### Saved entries

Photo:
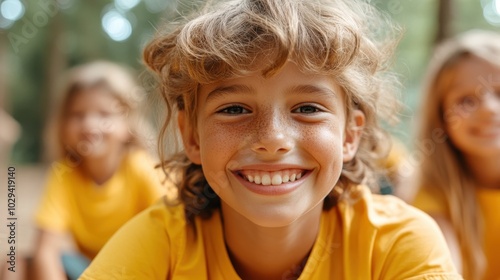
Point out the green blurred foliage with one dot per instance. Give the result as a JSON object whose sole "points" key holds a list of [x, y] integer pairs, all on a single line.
{"points": [[82, 38]]}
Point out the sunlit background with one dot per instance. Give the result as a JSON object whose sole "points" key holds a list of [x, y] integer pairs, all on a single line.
{"points": [[40, 39]]}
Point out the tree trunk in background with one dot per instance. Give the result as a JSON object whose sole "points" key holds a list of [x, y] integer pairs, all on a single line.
{"points": [[55, 67], [3, 71], [444, 19]]}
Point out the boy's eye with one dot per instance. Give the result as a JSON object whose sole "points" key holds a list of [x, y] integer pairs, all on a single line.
{"points": [[467, 101], [307, 109], [234, 110]]}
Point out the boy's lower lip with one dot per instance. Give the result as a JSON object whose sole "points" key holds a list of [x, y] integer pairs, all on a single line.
{"points": [[281, 189]]}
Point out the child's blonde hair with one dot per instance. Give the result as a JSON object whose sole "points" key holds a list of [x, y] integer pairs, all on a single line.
{"points": [[343, 39], [444, 169], [116, 80]]}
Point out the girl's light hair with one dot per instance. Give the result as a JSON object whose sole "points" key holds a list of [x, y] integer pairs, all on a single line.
{"points": [[114, 79], [444, 169], [346, 39]]}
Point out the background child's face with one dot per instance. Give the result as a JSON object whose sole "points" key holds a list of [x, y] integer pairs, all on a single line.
{"points": [[255, 134], [472, 104], [95, 124]]}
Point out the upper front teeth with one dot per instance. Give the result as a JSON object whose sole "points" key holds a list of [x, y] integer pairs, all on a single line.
{"points": [[273, 178]]}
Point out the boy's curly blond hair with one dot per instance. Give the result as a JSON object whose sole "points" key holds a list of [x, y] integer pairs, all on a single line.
{"points": [[346, 39]]}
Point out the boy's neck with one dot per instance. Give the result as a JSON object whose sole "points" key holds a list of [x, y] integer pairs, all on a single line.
{"points": [[101, 169], [270, 253]]}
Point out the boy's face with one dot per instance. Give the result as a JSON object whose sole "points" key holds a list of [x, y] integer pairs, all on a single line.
{"points": [[272, 149], [472, 108], [95, 124]]}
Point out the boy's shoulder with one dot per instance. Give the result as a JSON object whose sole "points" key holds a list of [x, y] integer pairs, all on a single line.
{"points": [[383, 210]]}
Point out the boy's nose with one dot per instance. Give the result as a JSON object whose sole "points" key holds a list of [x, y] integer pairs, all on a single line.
{"points": [[90, 122], [273, 135], [490, 104]]}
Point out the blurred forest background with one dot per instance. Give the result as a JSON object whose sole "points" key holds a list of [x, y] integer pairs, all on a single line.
{"points": [[40, 39]]}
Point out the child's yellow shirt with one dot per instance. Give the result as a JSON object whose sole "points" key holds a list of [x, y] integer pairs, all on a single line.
{"points": [[73, 203], [372, 237], [434, 203]]}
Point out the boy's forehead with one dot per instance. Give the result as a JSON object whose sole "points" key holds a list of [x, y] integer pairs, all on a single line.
{"points": [[290, 78]]}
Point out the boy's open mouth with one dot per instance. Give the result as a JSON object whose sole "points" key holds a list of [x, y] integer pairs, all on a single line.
{"points": [[272, 178]]}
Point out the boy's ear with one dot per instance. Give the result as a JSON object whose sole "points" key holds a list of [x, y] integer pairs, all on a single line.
{"points": [[353, 132], [189, 138]]}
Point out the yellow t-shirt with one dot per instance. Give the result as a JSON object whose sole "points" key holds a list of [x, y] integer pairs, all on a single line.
{"points": [[377, 237], [73, 203], [433, 202]]}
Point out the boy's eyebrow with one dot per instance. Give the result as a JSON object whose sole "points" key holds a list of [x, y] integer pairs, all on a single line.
{"points": [[220, 91]]}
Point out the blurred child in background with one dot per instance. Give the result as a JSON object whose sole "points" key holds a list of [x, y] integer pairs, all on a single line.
{"points": [[273, 98], [103, 176], [459, 176]]}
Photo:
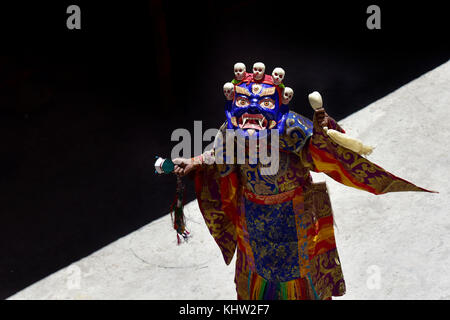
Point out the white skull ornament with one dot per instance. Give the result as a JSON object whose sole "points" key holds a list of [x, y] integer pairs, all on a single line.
{"points": [[278, 76], [239, 71], [258, 70], [288, 93], [228, 90]]}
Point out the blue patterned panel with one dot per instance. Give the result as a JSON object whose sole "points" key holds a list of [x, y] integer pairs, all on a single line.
{"points": [[273, 239]]}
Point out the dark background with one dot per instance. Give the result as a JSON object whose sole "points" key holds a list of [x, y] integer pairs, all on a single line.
{"points": [[84, 112]]}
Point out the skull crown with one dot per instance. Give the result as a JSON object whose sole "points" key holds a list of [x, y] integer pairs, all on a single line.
{"points": [[259, 69]]}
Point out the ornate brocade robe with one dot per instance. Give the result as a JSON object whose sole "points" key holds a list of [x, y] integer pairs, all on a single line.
{"points": [[281, 225]]}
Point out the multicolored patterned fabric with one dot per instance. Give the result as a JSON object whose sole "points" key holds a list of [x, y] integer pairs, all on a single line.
{"points": [[281, 226]]}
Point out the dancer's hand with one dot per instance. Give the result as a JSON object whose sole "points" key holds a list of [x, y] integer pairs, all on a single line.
{"points": [[183, 166]]}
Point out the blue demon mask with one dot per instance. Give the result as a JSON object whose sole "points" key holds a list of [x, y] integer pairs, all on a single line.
{"points": [[257, 102]]}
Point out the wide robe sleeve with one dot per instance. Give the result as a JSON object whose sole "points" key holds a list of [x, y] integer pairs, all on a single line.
{"points": [[347, 167], [217, 188]]}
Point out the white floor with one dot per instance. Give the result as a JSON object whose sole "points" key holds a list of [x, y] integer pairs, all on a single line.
{"points": [[394, 246]]}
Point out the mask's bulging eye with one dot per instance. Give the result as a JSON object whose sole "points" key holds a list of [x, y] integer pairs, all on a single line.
{"points": [[267, 103], [242, 102]]}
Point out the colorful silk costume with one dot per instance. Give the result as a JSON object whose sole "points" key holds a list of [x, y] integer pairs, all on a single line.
{"points": [[281, 225]]}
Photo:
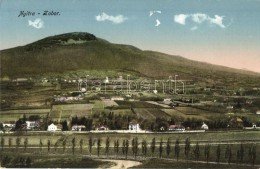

### GIVEN REQUEST
Copy out every record above word for word, leaving out the pictures.

### ANSWER BELOW
Photo:
Point out the green blurred foliage with one dot per instance. Give the result as a JSON object whose sole "points" key holds a list of [x, y] integer pairs, all on a single line.
{"points": [[82, 38]]}
Point out the sunlit background with one dot per instance. Give the result as a JSON object whose sole "points" key holds a list of [x, y] integer pairs, all on a single line.
{"points": [[40, 39]]}
Point out the tree trunk in background with one dot per instance. Give the result as a JSON object whose sole "points" key holds a list of [x, y] integer pairs, all on a single line.
{"points": [[55, 67], [3, 71], [444, 19]]}
Point out the boy's eye with one dot per instance. Give the result as a JSON object whose sole "points" key holds a list of [x, y] integer pairs, all on a single line.
{"points": [[467, 101], [307, 109], [234, 110]]}
Point out the boy's lower lip with one dot per instance. Give the result as a JSON object whose sole "points" key holds a list of [x, y] integer pairs, all on a single line.
{"points": [[281, 189]]}
Point out the child's blonde hair with one dot per instance. Give the result as a JSON object whose sole "points" key holds a list of [x, y] integer pairs, all on a single line.
{"points": [[343, 39], [444, 169], [116, 80]]}
Point out the girl's light hair with one dot per instance. Give the result as a JSON object whose sole "points" key holds a list of [x, y] integer pairs, all on a single line.
{"points": [[114, 79], [444, 169], [346, 39]]}
Point out the background child's face with one dot per instance. Give the result as a JSON object whose sole "points" key holds a list of [x, y] integer pairs, all on a single line.
{"points": [[255, 134], [472, 104], [95, 124]]}
Point out the upper front teeth with one dot per instance. Give the result as a JSON object whose sole "points" key holds a list of [x, y] integer pairs, all on a single line.
{"points": [[273, 178]]}
Point out the boy's curly blond hair with one dot per instance. Give the result as a JSON object whose sole "points" key holds a list of [x, y] integer pairs, all on a single line.
{"points": [[346, 39]]}
Point out the boy's neck with one dot per instance. Give the result as a JSON object whose sole "points" key holds a list of [x, y] integer pairs, all on a single line.
{"points": [[101, 169], [270, 253]]}
Point out the boy's face with one dot per instance. Give the result as a JSON object whose sole "points" key holds a list of [x, y] integer pairs, all on a single line.
{"points": [[272, 149], [472, 108], [95, 124]]}
Point out the boy's shoulder with one dot per instance. Give the result as a JSON object whose sole "points" key holds a list of [x, y] integer pairs, all on a single line.
{"points": [[383, 210]]}
Point out the boy's nose with one dot per instance. Give the result as a JSON object whose sole "points" key holds a list of [x, y] integer pairs, all on a single line.
{"points": [[90, 122], [273, 135], [490, 104]]}
Point out the blurred forest background with one dot per instance. Give the result as a JSON object whose sole "points" key holds a list of [x, y] integer pairs, all on a single line.
{"points": [[40, 39]]}
Point out the child's yellow shirt with one dot per instance. Give the result as a JSON object whose sole "points" key holds a list of [x, y] integer pairs, all on a single line.
{"points": [[73, 203], [372, 237], [434, 203]]}
Point out the boy's forehead with one dot per instance. Give the result as a JSON object whose sole "points" key holds a list of [x, y] integer pairs, all on a single line.
{"points": [[290, 78]]}
Point out the boy's open mouth with one dot per instance. Give the result as a JSON object whose sole "points" key holds a list of [x, y] integer pairs, all on a single line.
{"points": [[272, 178]]}
Point out the boy's ear with one dot per instance. Give the result as a JSON object whose sole "points" key holds a list of [x, y] integer pairs, all on a single line.
{"points": [[353, 132], [189, 138]]}
Point out the yellow t-shirt with one dot per instance. Give the result as a JSON object whose sole "points" key holds a list of [x, y] integer pairs, all on a single line.
{"points": [[377, 237], [73, 203], [433, 202]]}
Point out the boy's eyebrow with one dot per instance. Give the result as a JSON object whose sole "points" key holds a list of [x, y] integer pairs, all on a single line.
{"points": [[220, 91]]}
Point out the blurred child in background with one dot per instance. Give the result as a JSON object whose sole "points" key holds a list of [x, y] integer pairs, all on a single line.
{"points": [[273, 98], [103, 176], [459, 176]]}
Photo:
Point out the white skull ornament with one dot per instance. Give the result as a JSON object whose sole "points" key holds a list of [x, y] integer pairs, all on a single line.
{"points": [[278, 76], [239, 71], [258, 70], [288, 93], [228, 90]]}
Point out the blue patterned panel with one dot per instance. Give the result as a JSON object whose sole "points" key holds a list of [x, y] integer pairs, all on a single line.
{"points": [[273, 239]]}
Point out the dark background with one dot per instance. Give the result as a JSON object whose sole "points" key holds a list of [x, y] integer pairs, all on a single line.
{"points": [[84, 112]]}
Point out the skull crown with one dot per instance. Give the result as a JSON object whose sole "points" key holds a list of [x, y] integer pairs, all on a single line.
{"points": [[259, 69]]}
Point out the ornate brocade robe with one dot per instance. Give the result as a JSON object whose sole "points" key holds a list of [x, y] integer pairs, all on a single line.
{"points": [[281, 225]]}
Point out the multicolored patterned fabric with one dot per instance. Give the result as a JSON object whose sole "points" key holds a list of [x, y] integer pairs, all on a single line.
{"points": [[281, 226]]}
Point out the dancer's hand with one dot per instance. Give the result as a JSON object whose sole "points" key holds a list of [x, y] integer pairs, all on a single line.
{"points": [[183, 166]]}
Point out the blue demon mask with one dot per instance. Give the result as a JSON object whose sole "points" key holds a list of [x, y] integer pairs, all on a single line.
{"points": [[257, 102]]}
Point out the wide robe sleeve with one dot per instance. Give the result as a JSON object whose sole "points" key holds a list of [x, y] integer pairs, all on a single line.
{"points": [[347, 167], [217, 188]]}
Point out the white floor with one dot per instance. Give the result as a JSON object whose sole "points" key holds a list of [x, y] integer pairs, all on a single line.
{"points": [[394, 246]]}
Point out the mask's bulging eye with one dot per instance. Give the result as a JSON object whose sole "points" key holds a list of [x, y] integer pairs, all on a single line.
{"points": [[267, 103], [242, 102]]}
Point out the colorful silk costume with one dot per instance. Give the result as a JSON object whose sole "points" key holds a list of [x, y] integer pairs, all on a single line.
{"points": [[281, 225]]}
Photo:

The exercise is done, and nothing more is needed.